Data items:
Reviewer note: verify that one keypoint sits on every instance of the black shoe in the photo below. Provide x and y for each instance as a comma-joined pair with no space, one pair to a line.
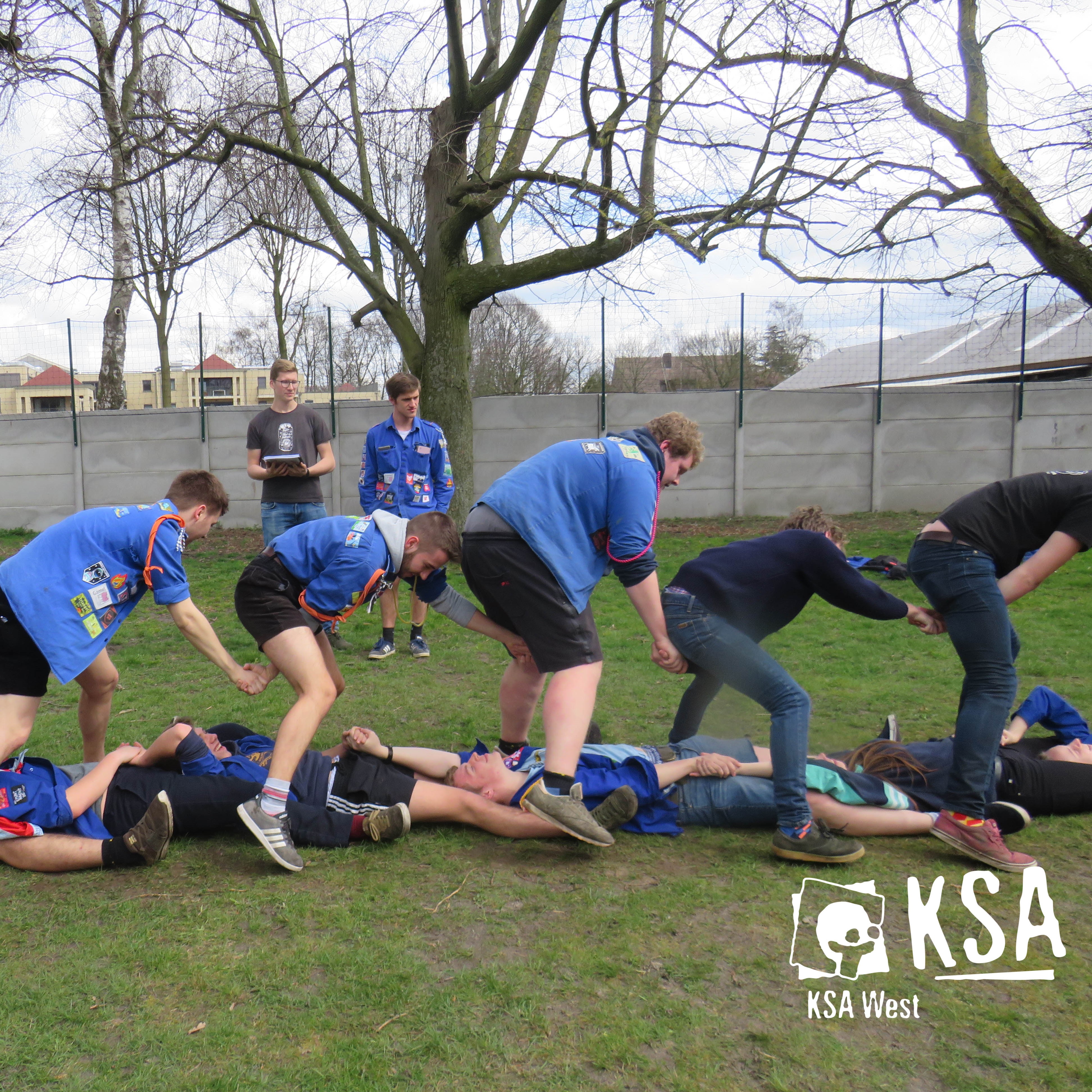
890,730
1011,818
820,846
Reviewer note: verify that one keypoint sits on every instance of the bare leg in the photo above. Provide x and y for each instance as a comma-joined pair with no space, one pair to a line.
52,853
389,607
97,684
519,695
567,711
304,659
868,821
432,803
17,720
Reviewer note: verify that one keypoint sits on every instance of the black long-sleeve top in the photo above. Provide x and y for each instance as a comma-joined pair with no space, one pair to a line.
761,585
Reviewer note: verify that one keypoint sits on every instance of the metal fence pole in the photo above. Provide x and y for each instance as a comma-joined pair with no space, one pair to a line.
201,368
330,347
1024,344
76,431
879,368
741,408
603,365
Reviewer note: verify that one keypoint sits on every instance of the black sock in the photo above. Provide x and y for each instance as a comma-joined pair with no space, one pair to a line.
559,781
116,854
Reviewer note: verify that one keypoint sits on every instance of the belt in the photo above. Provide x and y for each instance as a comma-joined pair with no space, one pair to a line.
943,537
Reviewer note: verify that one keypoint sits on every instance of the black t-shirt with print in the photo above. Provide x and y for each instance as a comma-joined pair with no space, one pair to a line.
1008,519
300,433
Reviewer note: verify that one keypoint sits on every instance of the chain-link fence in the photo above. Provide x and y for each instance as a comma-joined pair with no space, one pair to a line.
877,339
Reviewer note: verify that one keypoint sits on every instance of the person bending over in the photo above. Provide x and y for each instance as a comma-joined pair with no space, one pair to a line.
65,596
972,563
534,549
719,609
308,576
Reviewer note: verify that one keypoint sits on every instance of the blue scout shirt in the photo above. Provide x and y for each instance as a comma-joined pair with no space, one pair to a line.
406,476
76,584
585,506
33,802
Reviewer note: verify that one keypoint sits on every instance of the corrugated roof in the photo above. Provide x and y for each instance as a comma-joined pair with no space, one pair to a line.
1059,336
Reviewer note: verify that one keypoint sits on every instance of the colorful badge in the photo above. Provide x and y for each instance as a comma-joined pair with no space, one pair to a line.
100,597
95,574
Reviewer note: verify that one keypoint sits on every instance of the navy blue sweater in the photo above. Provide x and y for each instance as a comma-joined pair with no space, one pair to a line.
761,585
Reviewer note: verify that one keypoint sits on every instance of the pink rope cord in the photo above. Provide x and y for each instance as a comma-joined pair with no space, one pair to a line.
656,514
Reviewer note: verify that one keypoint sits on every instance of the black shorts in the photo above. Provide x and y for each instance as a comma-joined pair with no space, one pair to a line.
364,783
518,591
23,668
267,600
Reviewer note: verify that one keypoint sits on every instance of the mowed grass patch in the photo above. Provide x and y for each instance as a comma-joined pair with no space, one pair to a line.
661,964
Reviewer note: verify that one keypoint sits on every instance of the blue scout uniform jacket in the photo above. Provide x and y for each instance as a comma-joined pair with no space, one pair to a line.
33,802
406,476
76,584
587,506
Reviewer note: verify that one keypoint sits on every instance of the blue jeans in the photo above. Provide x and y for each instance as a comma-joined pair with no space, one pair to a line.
720,655
723,802
279,516
961,584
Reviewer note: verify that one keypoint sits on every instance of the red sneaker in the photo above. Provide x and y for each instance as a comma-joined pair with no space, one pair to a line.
983,842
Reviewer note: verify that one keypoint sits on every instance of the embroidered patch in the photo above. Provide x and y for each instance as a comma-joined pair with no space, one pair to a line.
100,597
95,574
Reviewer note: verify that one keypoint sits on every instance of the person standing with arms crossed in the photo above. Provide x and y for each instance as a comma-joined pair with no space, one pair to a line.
986,551
404,470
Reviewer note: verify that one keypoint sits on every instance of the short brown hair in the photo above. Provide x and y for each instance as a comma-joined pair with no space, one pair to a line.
437,531
401,384
192,489
683,435
280,367
813,518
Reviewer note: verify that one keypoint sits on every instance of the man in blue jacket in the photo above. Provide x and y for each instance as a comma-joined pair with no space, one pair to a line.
65,596
534,549
404,470
322,571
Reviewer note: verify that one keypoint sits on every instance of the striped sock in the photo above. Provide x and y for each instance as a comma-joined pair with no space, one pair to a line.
274,796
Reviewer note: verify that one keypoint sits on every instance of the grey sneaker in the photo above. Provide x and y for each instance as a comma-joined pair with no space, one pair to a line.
820,846
151,836
620,807
272,831
388,824
567,813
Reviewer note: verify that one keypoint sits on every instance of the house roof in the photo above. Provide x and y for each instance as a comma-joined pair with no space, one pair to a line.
52,377
1057,336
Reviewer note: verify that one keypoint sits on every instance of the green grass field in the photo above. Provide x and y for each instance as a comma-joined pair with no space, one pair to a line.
452,960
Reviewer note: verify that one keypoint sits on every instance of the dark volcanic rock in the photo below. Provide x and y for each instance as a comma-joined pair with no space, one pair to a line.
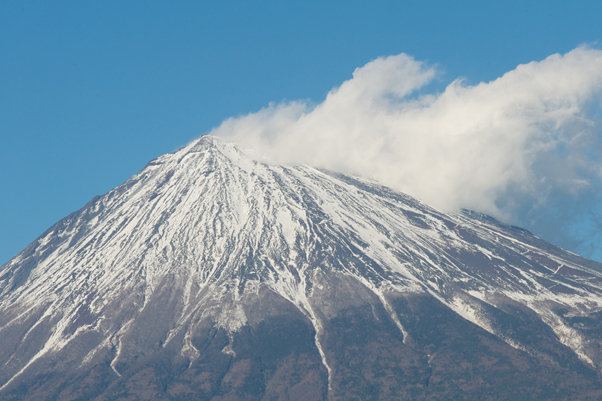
211,276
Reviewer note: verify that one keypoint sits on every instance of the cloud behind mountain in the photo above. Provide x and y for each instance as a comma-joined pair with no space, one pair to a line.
524,147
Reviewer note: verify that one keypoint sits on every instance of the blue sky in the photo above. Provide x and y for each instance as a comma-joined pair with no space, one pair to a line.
92,91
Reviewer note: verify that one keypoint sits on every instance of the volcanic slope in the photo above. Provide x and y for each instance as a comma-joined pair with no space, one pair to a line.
212,276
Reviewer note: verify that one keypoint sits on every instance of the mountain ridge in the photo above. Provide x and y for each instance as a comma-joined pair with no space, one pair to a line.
208,240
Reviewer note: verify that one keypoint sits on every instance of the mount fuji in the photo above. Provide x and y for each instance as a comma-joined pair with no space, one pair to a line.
212,276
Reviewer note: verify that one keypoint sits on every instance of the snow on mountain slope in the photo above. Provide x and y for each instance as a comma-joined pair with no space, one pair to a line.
218,226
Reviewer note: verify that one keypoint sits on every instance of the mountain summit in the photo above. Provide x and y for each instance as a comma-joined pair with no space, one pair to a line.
212,276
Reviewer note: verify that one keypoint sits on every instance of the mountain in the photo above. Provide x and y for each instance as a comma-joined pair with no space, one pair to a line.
212,276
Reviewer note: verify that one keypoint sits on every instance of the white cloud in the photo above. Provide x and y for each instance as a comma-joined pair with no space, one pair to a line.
502,147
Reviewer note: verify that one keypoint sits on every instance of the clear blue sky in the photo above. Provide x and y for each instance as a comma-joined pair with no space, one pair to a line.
91,91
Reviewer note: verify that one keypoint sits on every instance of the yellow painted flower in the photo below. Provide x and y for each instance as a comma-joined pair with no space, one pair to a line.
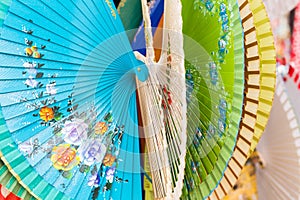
46,114
28,51
101,128
64,157
109,160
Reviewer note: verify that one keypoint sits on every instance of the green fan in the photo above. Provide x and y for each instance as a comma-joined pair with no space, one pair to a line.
215,73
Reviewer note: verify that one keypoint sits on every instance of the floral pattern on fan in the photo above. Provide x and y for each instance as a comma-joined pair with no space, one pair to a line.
78,141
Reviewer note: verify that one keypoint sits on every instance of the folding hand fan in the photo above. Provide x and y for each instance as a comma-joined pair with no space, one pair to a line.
167,83
259,89
131,15
215,85
5,194
279,148
277,8
10,185
68,104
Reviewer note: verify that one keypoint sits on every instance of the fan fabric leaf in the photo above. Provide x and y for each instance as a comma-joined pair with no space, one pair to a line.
260,82
68,121
12,184
216,66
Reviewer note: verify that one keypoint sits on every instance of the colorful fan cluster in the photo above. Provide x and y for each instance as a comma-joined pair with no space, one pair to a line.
86,115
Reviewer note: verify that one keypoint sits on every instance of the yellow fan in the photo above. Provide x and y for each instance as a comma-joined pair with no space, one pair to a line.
259,88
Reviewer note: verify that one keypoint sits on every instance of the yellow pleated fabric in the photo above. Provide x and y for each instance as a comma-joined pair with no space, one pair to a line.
260,76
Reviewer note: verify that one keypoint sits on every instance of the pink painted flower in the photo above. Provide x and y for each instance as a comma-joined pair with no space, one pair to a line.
92,151
75,131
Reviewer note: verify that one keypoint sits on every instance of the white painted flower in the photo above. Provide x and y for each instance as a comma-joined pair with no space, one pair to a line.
50,89
31,82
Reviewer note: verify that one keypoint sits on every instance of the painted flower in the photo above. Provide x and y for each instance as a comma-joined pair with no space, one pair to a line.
30,82
101,128
30,67
110,174
94,180
26,147
91,152
50,89
46,113
75,131
109,160
64,157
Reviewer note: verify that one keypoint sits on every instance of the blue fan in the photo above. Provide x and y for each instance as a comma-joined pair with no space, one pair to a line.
69,114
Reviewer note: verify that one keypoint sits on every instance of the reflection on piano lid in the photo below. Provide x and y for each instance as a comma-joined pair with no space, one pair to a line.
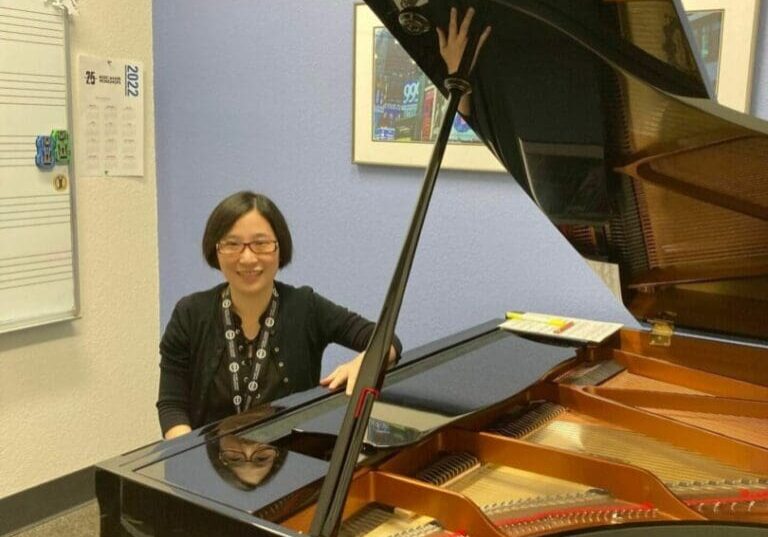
599,110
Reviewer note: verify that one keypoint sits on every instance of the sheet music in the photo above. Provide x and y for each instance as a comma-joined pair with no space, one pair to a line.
37,276
570,328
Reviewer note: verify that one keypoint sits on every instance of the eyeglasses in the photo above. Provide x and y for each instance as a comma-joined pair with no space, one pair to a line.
232,247
258,457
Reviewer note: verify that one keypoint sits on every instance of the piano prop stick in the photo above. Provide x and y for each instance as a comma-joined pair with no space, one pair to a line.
330,504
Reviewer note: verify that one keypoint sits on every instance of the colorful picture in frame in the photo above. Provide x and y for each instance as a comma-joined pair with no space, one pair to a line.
398,111
406,105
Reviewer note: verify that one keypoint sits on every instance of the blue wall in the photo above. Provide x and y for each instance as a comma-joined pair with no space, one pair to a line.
261,99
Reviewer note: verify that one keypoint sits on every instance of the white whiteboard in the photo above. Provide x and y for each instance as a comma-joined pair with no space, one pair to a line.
38,276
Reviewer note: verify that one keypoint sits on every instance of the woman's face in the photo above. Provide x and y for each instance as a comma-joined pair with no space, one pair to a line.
248,273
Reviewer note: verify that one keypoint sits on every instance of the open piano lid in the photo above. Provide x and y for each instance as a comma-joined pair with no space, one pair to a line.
600,112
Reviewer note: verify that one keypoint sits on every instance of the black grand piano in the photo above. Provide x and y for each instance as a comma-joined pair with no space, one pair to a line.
599,110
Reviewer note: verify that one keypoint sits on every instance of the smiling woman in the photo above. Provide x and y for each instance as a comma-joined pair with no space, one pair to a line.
251,339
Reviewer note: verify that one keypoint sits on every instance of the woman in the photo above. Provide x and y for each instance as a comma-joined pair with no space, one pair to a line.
251,339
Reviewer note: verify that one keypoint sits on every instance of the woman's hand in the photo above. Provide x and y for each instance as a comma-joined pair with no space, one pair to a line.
454,41
347,372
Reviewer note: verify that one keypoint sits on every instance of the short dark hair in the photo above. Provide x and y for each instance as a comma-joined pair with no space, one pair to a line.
229,211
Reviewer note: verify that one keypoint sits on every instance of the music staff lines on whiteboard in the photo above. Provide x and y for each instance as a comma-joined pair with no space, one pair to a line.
30,27
36,259
60,278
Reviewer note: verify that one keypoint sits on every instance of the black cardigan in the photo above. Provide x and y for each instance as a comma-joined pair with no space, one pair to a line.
192,346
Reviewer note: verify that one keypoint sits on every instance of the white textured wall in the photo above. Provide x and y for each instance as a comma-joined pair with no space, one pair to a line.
75,393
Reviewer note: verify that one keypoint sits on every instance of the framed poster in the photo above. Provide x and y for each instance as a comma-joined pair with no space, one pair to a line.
397,109
724,34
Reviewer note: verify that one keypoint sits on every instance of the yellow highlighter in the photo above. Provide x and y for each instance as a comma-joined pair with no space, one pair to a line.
560,324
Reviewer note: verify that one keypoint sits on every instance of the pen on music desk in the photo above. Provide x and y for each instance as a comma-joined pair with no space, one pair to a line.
561,324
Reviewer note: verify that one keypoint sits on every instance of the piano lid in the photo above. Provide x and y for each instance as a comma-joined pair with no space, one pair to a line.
600,112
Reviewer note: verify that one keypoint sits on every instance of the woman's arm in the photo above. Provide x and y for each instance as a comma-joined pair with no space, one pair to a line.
347,372
175,376
339,325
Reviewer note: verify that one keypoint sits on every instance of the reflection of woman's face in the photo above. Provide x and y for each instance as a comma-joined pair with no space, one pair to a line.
250,461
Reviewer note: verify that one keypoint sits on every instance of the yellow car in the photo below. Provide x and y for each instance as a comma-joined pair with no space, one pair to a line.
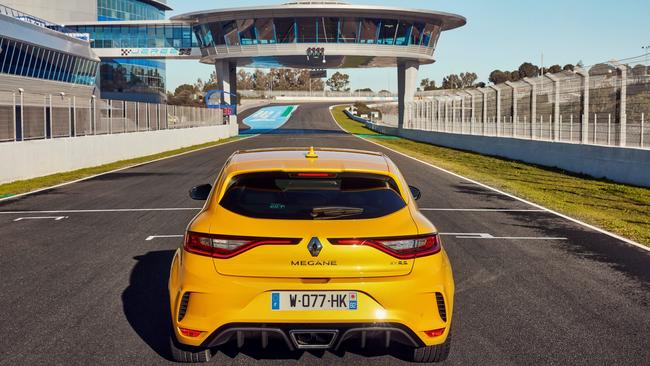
314,249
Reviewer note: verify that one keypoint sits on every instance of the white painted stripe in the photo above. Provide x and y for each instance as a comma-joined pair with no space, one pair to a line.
100,210
491,237
120,169
482,210
103,210
55,218
152,237
592,227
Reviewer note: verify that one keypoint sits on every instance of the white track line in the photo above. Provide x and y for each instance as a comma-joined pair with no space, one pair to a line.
103,210
592,227
100,210
152,237
120,169
490,237
481,210
55,218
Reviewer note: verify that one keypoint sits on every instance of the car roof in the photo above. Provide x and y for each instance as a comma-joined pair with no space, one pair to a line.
296,159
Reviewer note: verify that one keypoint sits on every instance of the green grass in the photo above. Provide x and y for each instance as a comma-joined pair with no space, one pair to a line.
619,208
351,125
28,185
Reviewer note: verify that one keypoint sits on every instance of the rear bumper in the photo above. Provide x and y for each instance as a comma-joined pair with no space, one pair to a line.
399,308
361,333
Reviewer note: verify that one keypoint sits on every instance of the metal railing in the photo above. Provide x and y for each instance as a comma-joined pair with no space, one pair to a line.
29,116
607,104
31,19
314,93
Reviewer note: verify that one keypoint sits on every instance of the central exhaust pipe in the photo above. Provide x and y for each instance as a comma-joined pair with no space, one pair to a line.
313,339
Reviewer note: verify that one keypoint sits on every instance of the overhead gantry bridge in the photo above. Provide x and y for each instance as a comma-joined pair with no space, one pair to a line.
309,35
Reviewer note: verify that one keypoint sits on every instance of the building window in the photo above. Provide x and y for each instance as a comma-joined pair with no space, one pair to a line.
285,30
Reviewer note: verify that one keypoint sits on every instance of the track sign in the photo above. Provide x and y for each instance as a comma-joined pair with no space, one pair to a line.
318,74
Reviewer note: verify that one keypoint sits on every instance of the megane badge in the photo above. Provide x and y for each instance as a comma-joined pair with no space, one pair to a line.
314,247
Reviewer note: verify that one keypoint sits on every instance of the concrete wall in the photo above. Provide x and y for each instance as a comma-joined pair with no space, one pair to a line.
624,165
316,99
30,159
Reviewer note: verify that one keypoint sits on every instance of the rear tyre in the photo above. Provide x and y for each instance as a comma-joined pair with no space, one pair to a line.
183,353
431,354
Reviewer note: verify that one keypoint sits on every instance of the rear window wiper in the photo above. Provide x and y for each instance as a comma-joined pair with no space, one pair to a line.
330,213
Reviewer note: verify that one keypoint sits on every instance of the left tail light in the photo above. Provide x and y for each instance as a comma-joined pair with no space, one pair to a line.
400,247
222,246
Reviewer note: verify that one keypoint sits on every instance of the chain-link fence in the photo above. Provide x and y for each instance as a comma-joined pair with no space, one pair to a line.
28,116
605,104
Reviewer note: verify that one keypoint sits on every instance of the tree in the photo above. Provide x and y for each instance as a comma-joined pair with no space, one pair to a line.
427,84
528,70
339,82
498,77
468,79
515,76
452,81
186,94
244,80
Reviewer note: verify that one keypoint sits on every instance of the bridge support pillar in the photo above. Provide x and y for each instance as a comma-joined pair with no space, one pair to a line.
227,81
407,74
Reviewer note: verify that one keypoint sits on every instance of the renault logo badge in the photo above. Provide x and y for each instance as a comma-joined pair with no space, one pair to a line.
314,247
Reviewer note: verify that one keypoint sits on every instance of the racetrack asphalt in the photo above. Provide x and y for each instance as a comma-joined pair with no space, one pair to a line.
84,285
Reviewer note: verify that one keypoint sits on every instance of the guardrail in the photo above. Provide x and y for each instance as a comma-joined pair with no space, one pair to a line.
609,105
28,116
314,93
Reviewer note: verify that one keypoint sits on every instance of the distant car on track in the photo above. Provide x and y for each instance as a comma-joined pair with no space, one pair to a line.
314,249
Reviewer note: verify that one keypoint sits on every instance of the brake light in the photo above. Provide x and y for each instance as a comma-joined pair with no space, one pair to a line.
434,332
190,332
402,247
315,175
223,246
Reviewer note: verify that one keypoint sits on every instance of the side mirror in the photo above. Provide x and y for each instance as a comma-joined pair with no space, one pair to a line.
201,193
415,192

* _What is needed_
Only one stretch of the data is wanted: the lines from the one with "of the guardrail" through the last, repeated exactly.

* _Result_
Reviewer note: verify that one keypoint sits on every instance of the guardrail in the photo above. Provide x and y for each instance as a comma-joined pair with no space, one pair to a line.
609,105
28,116
314,93
Reviewer note: verify that one keypoint sits on every instance of the distant car on track in the photo above. Provide x and y for each instance as a comma-joined pair with no space, one pair to a line.
314,249
Reviewer note: verify that one keypoint sits on every instance of the brake light in the photo above. Provide x and y for each instance as a comma-joined pair with no space, one pair to a line.
434,332
190,332
402,247
315,175
223,246
Reviewer note: verify that one keypoint sits on every instance of the side mirror in the photo above. Provide x and y for each instance as a comma-joined pair with no space, one pair to a line.
201,193
415,192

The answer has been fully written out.